[act-ma] 4/02 Hearing Voices in Contemporary Cuban Popular Song
July 26th Coalition
info at july26.org
Sun Apr 1 06:34:13 PDT 2012
Hearing Voices in Contemporary Cuban Popular Song
*Susan Thomas*
Visiting Scholar
David Rockefeller Center for Latin American Studies
Moderator:
Deborah Pacini Hernández
Department of Anthropology
Tufts University
*Date:* Monday, April 2, 12-2pm
*Location:* DRCLAS, CGIS South, 1730 Cambridge Street, Room S-216
/About the Seminar:/
A new sound of Cuban music developed in the economically turbulent years
of the 1990s, when the collapse of the Soviet Union roiled the Cuban
economy. Marked by an adventurous harmonic and rhythmic sensibility and
multi-layered and often topical and culturally-specific lyrics, this
music's most marked characteristic is its hybridity, drawing from Cuban
dance music, /nueva trova/, /filin/, and /rumba/ as well as from
international influences including U.S. funk, R & B, and hip hop;
Brazilian and North American jazz; and Argentine, British and North
American rock. Over the last two decades, Cuban musicians have engaged
in an international performative dialogue that went beyond the
appropriation of instrumental stylistic features and included the
widespread use of vocal techniques, timbres, and articulations drawn
from non-Cuban artists and also, increasingly, iconic Cuban voices that
had previously only been heard from a distance, whether temporal or
geographic. In listening for the essences of well-known voices such as
Fito Páez, Ignacio Villa, Barry White, and Benny Moré in Cuban popular
song since the 1990s, Professor Thomas explores how such ventriloquisms
have become central to the "voluptuousness of meaning" (Barthes 1997) of
Cuban music making at a time when Cubans' geopolitical stability has
been radically altered through economic crisis, diaspora, and
transnational ties. Borrowing from Freya Jarman-Ivens' discussing of
queer vocal performance (2011), Professor Thomas theorizes that Cuban
musicians' vocal ventriloquisms participate in similar strategies with
the aim to correspondingly destabilize and render visible the
constructed nature of identity, in this case, /cubanidad/, or Cuban
identity.

• _PROBLEM 1_
In the seminar announcement:
(a) Who moderates the seminar?
(b) In which room is the seminar held?
(c) Whose discussion of queer vocal performance does Professor Thomas borrow from?

• _GIVEN DATA_
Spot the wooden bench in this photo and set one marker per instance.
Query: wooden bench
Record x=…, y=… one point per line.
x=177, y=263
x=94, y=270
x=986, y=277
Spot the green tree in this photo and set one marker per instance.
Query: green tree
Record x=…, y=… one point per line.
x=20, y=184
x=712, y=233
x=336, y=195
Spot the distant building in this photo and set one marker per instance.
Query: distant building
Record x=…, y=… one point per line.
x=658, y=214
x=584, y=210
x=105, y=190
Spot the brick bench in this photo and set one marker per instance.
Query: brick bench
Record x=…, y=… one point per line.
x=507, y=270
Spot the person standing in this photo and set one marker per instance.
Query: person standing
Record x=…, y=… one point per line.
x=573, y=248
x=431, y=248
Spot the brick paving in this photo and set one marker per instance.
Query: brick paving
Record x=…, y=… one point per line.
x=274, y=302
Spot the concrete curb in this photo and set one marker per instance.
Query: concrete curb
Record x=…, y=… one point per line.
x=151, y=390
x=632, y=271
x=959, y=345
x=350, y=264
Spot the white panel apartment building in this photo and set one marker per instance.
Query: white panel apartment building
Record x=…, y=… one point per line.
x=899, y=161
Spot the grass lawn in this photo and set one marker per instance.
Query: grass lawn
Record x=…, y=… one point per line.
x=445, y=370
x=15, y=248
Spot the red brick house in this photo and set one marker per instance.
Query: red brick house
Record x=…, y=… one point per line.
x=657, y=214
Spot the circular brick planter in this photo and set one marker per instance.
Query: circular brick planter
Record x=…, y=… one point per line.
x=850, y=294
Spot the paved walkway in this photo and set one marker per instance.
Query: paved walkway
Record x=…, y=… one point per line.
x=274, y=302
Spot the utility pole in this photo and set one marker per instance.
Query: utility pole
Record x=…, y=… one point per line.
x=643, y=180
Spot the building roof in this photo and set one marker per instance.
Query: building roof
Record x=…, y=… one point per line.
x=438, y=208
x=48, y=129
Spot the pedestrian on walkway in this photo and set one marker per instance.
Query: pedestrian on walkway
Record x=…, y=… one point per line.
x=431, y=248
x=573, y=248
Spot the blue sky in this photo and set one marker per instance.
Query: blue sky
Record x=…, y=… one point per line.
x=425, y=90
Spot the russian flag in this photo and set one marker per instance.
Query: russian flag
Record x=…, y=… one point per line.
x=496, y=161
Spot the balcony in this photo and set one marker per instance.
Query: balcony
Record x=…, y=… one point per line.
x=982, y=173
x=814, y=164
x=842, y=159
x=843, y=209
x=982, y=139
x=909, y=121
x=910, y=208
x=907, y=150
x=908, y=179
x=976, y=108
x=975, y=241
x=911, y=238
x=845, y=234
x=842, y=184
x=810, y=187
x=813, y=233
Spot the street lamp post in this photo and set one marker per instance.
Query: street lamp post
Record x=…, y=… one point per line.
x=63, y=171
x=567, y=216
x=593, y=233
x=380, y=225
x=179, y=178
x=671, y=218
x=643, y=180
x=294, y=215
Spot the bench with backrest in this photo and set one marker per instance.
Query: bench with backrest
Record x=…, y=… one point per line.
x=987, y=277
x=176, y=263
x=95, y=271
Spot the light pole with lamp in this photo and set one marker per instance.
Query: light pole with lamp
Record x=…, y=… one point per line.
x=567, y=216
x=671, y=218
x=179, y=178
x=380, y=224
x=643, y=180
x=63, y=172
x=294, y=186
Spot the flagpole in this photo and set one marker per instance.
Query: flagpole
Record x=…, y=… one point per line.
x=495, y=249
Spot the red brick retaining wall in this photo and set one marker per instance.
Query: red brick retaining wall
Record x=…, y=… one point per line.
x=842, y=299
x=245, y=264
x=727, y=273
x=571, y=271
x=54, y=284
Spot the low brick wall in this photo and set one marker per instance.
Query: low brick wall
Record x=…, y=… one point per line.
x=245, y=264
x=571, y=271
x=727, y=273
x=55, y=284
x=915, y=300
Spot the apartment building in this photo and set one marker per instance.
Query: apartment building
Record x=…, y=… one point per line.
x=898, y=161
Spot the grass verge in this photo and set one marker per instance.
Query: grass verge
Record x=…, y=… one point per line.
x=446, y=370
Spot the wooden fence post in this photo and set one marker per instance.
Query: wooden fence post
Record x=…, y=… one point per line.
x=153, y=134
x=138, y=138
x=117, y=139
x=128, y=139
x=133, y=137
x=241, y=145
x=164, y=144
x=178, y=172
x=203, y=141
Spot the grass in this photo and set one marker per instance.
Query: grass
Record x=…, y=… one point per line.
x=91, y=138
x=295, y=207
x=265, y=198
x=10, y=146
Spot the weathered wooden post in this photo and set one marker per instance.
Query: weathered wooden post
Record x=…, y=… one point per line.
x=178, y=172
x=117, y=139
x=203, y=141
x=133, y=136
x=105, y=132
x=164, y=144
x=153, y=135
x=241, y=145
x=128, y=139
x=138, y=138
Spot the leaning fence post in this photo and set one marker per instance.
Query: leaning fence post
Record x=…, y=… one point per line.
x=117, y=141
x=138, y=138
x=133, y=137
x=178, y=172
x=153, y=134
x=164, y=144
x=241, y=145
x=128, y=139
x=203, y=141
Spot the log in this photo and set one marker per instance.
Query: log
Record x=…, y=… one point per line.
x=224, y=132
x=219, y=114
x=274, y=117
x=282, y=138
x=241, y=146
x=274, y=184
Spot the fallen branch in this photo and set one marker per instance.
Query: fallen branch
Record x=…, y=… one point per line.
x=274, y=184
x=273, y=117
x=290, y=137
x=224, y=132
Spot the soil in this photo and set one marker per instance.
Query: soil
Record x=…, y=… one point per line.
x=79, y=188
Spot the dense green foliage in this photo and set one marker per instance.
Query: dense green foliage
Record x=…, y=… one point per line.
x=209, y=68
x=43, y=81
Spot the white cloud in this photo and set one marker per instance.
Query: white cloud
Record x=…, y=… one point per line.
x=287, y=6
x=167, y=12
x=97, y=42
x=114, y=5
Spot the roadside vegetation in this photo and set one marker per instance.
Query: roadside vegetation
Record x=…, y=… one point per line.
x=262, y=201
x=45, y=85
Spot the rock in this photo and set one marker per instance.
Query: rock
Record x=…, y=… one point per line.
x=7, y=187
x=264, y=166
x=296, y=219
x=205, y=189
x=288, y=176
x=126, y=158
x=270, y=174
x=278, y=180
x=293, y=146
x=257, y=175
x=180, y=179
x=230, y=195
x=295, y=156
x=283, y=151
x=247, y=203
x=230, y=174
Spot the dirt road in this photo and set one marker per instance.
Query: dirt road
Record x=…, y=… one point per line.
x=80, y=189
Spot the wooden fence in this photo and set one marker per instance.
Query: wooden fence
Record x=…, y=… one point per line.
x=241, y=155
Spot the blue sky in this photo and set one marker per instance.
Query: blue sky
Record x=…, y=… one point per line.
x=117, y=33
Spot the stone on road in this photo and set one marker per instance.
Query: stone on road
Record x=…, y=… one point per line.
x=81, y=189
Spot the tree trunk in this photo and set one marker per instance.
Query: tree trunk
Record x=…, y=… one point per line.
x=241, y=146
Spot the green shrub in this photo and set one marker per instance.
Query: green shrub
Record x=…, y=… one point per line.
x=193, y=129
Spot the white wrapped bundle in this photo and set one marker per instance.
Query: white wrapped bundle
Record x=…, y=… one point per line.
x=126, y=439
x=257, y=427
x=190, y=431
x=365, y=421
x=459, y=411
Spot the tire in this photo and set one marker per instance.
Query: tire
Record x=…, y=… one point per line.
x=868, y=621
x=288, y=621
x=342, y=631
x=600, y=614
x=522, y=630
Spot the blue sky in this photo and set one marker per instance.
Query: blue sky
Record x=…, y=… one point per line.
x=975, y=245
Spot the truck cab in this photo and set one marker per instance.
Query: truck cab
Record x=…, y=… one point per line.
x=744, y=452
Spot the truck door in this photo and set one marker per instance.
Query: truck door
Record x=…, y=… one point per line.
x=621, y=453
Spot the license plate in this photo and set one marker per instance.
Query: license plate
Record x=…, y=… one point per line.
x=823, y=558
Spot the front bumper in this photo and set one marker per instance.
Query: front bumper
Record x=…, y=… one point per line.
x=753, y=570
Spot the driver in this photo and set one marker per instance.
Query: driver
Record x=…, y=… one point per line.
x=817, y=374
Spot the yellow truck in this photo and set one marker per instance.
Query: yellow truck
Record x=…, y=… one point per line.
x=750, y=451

• _PROBLEM 2_
Can you rewrite the listing, starting with its first line and going on through the line with "x=657, y=214", with both of those lines included, keeping every request and shifting each coordinate in the answers by -74? Give only those lines.

• _CORRECT RESULT 1_
(a) Deborah Pacini Hernández, of the Department of Anthropology at Tufts University.
(b) Room S-216 (DRCLAS, CGIS South, 1730 Cambridge Street).
(c) Freya Jarman-Ivens' (2011).

• _CORRECT RESULT 2_
Spot the wooden bench in this photo and set one marker per instance.
Query: wooden bench
Record x=…, y=… one point per line.
x=103, y=189
x=20, y=196
x=912, y=203
Spot the green tree in this photo and set one marker per instance.
Query: green tree
Record x=…, y=… one point per line.
x=-54, y=110
x=638, y=159
x=262, y=121
Spot the distant building in this photo and set one marker per instance.
Query: distant building
Record x=…, y=… one point per line.
x=584, y=140
x=510, y=136
x=31, y=116
Spot the brick bench in this photo and set one marker per instance.
Query: brick bench
Record x=…, y=… one point per line.
x=433, y=196
Spot the person standing in this photo and set one marker per instance.
Query: person standing
Record x=…, y=… one point per line.
x=499, y=174
x=357, y=174
Spot the brick paving in this photo and set one marker per instance.
Query: brick paving
Record x=…, y=… one point per line.
x=200, y=228
Spot the concrete curb in this photo and set one marker per instance.
Query: concrete curb
Record x=…, y=… one point per line.
x=77, y=316
x=558, y=197
x=885, y=271
x=276, y=190
Spot the white panel apartment building in this photo and set one marker per instance.
Query: white panel apartment building
Record x=…, y=… one point per line.
x=825, y=87
Spot the grass lawn in this photo and set one marker per instance.
Query: grass lawn
Record x=…, y=… one point per line.
x=371, y=296
x=-59, y=174
Spot the red brick house in this photo and set one marker per instance.
Query: red brick house
Record x=…, y=… one point per line.
x=583, y=140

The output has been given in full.